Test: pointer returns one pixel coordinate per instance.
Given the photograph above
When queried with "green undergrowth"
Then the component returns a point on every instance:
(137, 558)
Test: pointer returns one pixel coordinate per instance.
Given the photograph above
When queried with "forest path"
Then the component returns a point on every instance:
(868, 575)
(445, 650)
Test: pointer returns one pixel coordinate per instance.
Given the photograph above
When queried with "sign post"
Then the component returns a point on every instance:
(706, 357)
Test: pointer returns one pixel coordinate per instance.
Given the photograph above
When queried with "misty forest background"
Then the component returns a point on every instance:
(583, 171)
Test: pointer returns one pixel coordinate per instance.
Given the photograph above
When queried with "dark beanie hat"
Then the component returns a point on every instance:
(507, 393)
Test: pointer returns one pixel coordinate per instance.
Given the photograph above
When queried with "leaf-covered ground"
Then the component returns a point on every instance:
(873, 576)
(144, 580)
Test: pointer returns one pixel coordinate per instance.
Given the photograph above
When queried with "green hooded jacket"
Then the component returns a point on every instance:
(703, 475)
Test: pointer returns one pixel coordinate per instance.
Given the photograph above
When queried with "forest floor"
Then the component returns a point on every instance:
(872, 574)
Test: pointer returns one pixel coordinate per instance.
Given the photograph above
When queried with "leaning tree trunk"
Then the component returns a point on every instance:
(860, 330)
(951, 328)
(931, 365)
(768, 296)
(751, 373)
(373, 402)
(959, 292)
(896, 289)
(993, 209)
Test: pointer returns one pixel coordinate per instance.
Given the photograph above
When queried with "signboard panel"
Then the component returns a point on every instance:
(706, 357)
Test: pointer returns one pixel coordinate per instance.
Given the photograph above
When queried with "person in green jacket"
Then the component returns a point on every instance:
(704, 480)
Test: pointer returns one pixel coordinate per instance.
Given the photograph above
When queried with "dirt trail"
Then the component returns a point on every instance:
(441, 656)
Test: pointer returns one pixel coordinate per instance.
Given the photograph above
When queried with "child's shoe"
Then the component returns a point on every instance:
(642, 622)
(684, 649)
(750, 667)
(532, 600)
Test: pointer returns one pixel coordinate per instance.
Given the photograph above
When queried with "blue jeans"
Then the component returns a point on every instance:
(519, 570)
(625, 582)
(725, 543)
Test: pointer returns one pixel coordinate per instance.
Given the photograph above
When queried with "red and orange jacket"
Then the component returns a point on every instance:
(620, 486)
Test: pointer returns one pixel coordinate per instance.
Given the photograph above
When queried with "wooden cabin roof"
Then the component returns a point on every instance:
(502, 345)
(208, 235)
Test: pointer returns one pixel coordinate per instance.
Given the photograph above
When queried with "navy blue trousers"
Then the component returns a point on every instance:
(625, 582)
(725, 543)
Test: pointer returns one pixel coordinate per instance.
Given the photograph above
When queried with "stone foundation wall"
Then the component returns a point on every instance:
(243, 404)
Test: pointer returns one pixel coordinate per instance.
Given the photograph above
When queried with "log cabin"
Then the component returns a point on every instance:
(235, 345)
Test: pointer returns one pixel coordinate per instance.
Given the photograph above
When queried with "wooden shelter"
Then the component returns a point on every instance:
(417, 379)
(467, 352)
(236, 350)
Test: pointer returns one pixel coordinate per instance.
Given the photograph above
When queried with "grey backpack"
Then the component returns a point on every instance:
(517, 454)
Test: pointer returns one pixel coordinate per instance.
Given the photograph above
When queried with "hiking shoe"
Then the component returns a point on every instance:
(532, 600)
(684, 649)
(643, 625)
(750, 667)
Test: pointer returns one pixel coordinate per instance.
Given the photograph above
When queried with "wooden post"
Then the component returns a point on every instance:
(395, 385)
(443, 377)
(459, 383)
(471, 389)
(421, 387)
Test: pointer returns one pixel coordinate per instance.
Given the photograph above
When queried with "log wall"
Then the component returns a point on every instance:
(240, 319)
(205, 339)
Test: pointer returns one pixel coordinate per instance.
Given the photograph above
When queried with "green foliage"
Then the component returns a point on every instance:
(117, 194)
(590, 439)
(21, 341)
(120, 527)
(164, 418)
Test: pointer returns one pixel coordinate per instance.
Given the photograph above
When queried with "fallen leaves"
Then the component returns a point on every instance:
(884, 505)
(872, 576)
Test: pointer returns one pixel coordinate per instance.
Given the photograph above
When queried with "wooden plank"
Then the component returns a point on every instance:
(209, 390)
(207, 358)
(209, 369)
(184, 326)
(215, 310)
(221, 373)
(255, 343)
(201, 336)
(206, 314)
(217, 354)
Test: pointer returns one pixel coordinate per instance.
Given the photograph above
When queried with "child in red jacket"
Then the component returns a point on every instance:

## What to work on
List every line of the records above that contains the string "shoe".

## Full output
When queried with "child's shoe"
When queried with "hiking shoe"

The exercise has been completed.